◆ What is being asked ◆
The following data has a line with "Each instance of the brick" and a line with "Each instance of the fishing line". Write out exactly those lines and all the lines between them.

◆ Exercise material ◆
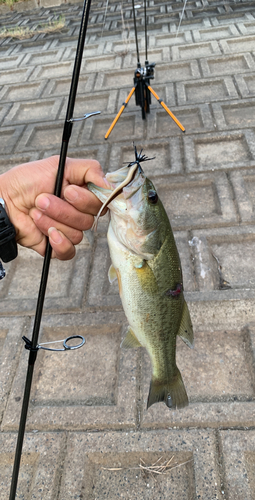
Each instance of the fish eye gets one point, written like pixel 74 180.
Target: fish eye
pixel 152 196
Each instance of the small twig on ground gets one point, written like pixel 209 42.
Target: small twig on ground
pixel 161 468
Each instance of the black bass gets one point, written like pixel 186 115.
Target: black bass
pixel 146 262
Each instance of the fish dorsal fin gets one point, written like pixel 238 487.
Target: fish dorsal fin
pixel 130 341
pixel 186 328
pixel 112 275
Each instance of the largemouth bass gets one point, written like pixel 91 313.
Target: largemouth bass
pixel 146 262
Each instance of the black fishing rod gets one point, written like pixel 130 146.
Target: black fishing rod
pixel 32 345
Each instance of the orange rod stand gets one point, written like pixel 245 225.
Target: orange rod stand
pixel 119 113
pixel 166 109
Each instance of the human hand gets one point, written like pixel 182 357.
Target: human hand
pixel 36 213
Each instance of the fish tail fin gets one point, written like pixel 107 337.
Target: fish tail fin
pixel 173 393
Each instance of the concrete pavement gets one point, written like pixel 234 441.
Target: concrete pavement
pixel 87 414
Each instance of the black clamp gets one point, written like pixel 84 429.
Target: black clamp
pixel 8 245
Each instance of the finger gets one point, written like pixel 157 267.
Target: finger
pixel 63 249
pixel 81 171
pixel 63 212
pixel 43 223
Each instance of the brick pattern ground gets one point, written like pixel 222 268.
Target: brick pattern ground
pixel 87 413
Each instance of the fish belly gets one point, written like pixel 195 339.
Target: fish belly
pixel 152 318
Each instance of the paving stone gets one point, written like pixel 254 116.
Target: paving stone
pixel 206 90
pixel 22 91
pixel 65 288
pixel 45 136
pixel 243 186
pixel 219 151
pixel 195 50
pixel 238 449
pixel 156 55
pixel 168 39
pixel 44 57
pixel 34 111
pixel 247 28
pixel 10 62
pixel 89 405
pixel 219 369
pixel 91 458
pixel 227 65
pixel 246 85
pixel 202 200
pixel 232 115
pixel 215 33
pixel 10 333
pixel 166 152
pixel 10 137
pixel 40 465
pixel 206 179
pixel 222 258
pixel 129 128
pixel 246 44
pixel 51 71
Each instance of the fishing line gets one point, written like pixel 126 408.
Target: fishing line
pixel 145 27
pixel 182 14
pixel 104 20
pixel 136 39
pixel 32 345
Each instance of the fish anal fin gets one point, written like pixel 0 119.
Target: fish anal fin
pixel 186 328
pixel 112 275
pixel 173 393
pixel 130 341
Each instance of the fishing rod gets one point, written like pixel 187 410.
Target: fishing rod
pixel 32 345
pixel 142 77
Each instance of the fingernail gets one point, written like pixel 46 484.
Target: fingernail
pixel 42 202
pixel 36 214
pixel 70 194
pixel 55 235
pixel 106 182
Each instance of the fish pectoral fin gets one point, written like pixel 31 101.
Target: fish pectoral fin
pixel 186 328
pixel 130 341
pixel 173 393
pixel 112 275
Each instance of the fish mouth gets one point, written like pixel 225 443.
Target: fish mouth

◆ Task output ◆
Each instance of the brick pattern ground gets one point, written like pixel 222 268.
Target: brick pattern ground
pixel 87 413
Each instance of the fish belly gets one point, written like pixel 195 339.
Target: fish belly
pixel 152 318
Each instance of the paving stone gets one point, written like pixel 254 116.
Target: paving stone
pixel 206 90
pixel 22 91
pixel 65 288
pixel 45 136
pixel 243 186
pixel 219 151
pixel 195 50
pixel 238 449
pixel 156 55
pixel 168 39
pixel 44 57
pixel 34 111
pixel 247 28
pixel 10 62
pixel 89 405
pixel 219 369
pixel 91 458
pixel 227 65
pixel 246 85
pixel 202 200
pixel 232 115
pixel 215 33
pixel 10 333
pixel 166 152
pixel 10 137
pixel 40 465
pixel 206 179
pixel 222 258
pixel 129 128
pixel 246 44
pixel 51 71
Each instance of the fishing line gets one point, written like pixel 126 408.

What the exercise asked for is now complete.